begin Selected text

Defendant was afflicted with a form of epilepsy. His paternal grandmother, his paternal aunt and his maternal uncle were insane. Under correct instructions relating to the issue of insanity, the jury found that, even with such a tainted heritage, he knew the nature and quality of his act and that it was wrong. This verdict on the issue of insanity, as defined by statute, cannot be viewed as contrary to the weight of evidence. *Page 182
A sane man may intentionally commit murder, yet unless his intentional homicidal act be deliberate and premeditated, his crime does not constitute murder in the first degree. If a deliberate and premeditated design, possible of formation by the slayer, be in fact absent, the grade of his offense is murder in the second degree. In a more emphatic sense, that grade is preserved when the criminal is incapable of deliberation and premeditation. Intoxication does not excuse crime, yet its existence may render its subject powerless to deliberate or to premeditate. (People v. Leonardi, 143 N.Y. 360.) Rash impulse, headlong fury, sudden and overwhelming grief do not absolve from all the consequences of crime (People v. Caruso,246 N.Y. 437) but they do mitigate the grade of the offense. A similar rule applies whenever a jury may find that, from any cause, the murderer is prevented from exercising power of deliberation and premeditation. All seem to accept this proposition.

end Selected text
begin Data segment

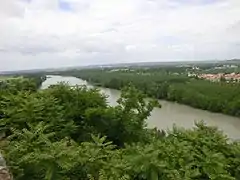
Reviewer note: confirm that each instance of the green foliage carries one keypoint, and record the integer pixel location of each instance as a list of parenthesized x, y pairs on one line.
[(71, 133), (171, 84)]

end Data segment

* [Work to be completed]
According to the passage on murder and insanity, what is the grade of the offense when a deliberate and premeditated design is in fact absent? This material has no connection to the passage on murder and insanity.

* [Full output]
Murder in the second degree.